◆ **What is expected**
In the text about the "Room Service" episode, which room does Iris lead Justin and his girlfriend to?

◆ **Document passage**
- Episode no.: Season 5 Episode 5
- Directed by: Michael Goi
- Written by: Ned Martel
- Production code: 5ATS05
- Original air date: November 4, 2015
- Running time: 48 minutes

Guest appearances
- Finn Wittrock as Tristan Duffy; Mädchen Amick as Mrs. Ellison; Darren Criss as Justin; Robert Knepper as Lieutenant; Jessica Lu as Bronwyn; Lennon Henry as Holden Lowe; Kristen Ariza as Mrs. Pritchard; Mouzam Makkar as Nurse Leena;

Episode chronology
| ← Previous "Devil's Night" | Next → "Room 33" |
- American Horror Story: Hotel

= Room Service (American Horror Story) =

"Room Service" is the fifth episode of the fifth season of the anthology television series American Horror Story. It aired on November 4, 2015, on the cable network FX. This episode was written by Ned Martel and directed by Michael Goi.

==Plot==

Alex Lowe reaches Max Ellison's room in the hospital, who has gotten an infection from the measles, prompting the doctors to ask his mother to sign a DNR. Alex feeds on blood bags in a closet and injects some of her blood into Max, and saves him. Donovan and Iris meet Ramona Royale with the plan of making Iris their "inside man" to Elizabeth. At the hotel, Liz Taylor offers a drink to Iris, which turns out to be blood. Although Liz is excited about Iris' rebirth, the latter muses on her eternal life of being invisible.

Max runs to catch the school bus in a pirate costume, having eaten his parents in their kitchen. His class is decorating the classroom for Halloween, and his friend was worried about him. Max explains nearly dying from the measles, and while they lean in for a kiss, he bites her lip. The virus spreads, infecting other children, who kill the teacher and an administrator for their blood. The staff puts the school on lockdown, and a SWAT team escorts the infected children out of the school. Max's friend Maddy starts a fake story about a masked intruder, and the rest of the children follow suit.

At the police office, John Lowe tells his lieutenant about the Devil's Night, in spite of knowing how insane he sounds, and gets fired for instability. Social media personality Justin and his girlfriend check in wanting a discount for being famous. Iris leads them to Room 64, which they balk at. Downstairs, Elizabeth and Tristan Duffy head out costumed for the evening. They pass on a message for Will Drake that he is invited to join them for a party. Tristan and Elizabeth notice that Iris is nervous and smells different, which she writes off as Halloween stress.

◆ **Dataset section**
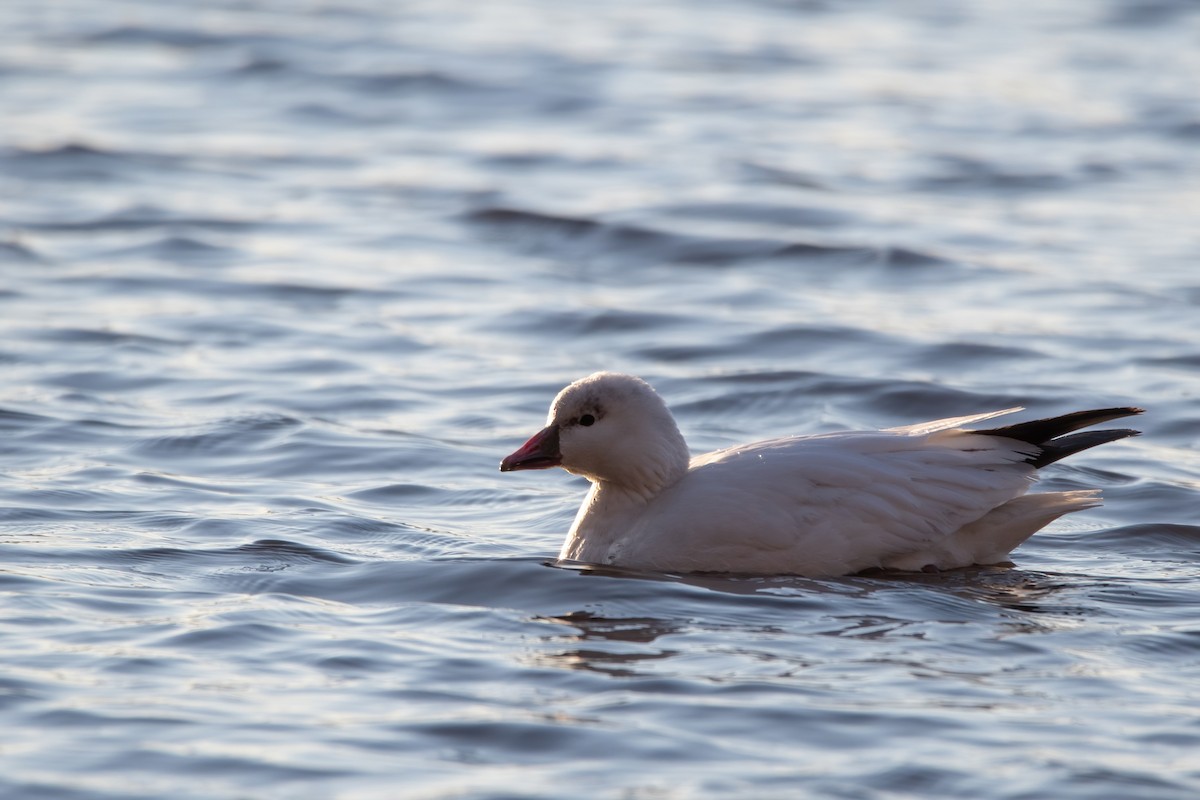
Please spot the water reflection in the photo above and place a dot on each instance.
(600, 632)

◆ **Solution to the problem**
Room 64